### Source text ###

The first letter U here corresponds to constraints on loadings (not yet implemented), the second letter corresponds to constrained/unconstrained across clusters, and the third letter corresponds to the isotropic constraint. Of course, only the third letter is of relevance for the single-cluster "FA" and "IFA" models, such that "unconstrained" and "constrained" are equivalent for these models, and so too are "isotropic" and "single".

uni.prior

A switch indicating whether uniquenesses rate hyperparameters are to be "unconstrained" or "isotropic", i.e. variable-specific or not. "uni.prior" must be "isotropic" if the last letter of "uni.type" is C, but can take either value otherwise. Defaults to correspond to the last letter of uni.type if that is supplied and uni.prior is not, otherwise defaults to "unconstrained", but "isotropic" is recommended when N < P. Only relevant when "psi.beta" is not supplied and psi_hyper is therefore invoked.

### Record extracts ###

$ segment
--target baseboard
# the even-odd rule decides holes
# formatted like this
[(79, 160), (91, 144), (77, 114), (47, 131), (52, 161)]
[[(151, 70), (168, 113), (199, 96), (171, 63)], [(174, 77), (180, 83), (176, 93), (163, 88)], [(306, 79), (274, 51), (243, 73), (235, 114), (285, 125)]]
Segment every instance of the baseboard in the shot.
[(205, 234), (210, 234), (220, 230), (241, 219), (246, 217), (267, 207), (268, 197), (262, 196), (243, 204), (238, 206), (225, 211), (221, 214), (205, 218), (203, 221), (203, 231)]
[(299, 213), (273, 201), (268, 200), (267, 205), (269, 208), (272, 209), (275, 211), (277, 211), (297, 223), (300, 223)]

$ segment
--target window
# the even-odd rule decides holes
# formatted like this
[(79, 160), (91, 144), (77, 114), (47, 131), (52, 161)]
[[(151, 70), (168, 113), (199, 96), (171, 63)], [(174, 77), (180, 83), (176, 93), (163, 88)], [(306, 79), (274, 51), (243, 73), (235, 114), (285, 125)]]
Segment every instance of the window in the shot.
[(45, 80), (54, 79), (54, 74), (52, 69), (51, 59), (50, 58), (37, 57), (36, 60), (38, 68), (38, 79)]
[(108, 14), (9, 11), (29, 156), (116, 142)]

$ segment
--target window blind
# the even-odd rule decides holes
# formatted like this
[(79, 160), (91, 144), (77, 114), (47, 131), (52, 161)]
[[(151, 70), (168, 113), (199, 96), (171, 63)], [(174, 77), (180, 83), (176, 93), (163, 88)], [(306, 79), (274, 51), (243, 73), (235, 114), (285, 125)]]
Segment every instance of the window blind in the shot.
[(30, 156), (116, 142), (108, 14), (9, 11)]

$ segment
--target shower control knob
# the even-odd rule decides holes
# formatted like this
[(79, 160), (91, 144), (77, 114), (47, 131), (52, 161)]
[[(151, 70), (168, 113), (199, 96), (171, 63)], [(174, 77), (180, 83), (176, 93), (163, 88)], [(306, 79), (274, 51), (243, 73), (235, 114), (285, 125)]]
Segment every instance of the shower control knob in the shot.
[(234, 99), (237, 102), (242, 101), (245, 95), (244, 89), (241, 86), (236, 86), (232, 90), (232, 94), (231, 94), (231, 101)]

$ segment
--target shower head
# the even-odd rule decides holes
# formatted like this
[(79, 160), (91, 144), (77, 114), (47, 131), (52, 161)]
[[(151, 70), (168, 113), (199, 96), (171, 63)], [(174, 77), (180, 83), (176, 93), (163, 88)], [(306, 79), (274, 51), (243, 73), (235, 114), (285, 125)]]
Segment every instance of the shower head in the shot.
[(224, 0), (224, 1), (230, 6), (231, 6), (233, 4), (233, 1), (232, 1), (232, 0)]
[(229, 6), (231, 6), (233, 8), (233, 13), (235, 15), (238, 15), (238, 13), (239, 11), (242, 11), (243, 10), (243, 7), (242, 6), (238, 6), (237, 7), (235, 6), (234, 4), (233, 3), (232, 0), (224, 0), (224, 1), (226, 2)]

###

→ **Written instruction**: In the documentation on the uniquenesses settings, list what each of the three letters of the code corresponds to, in order.

→ **Finished answer**:
1. First letter: constraints on loadings (not yet implemented)
2. Second letter: constrained/unconstrained across clusters
3. Third letter: the isotropic constraint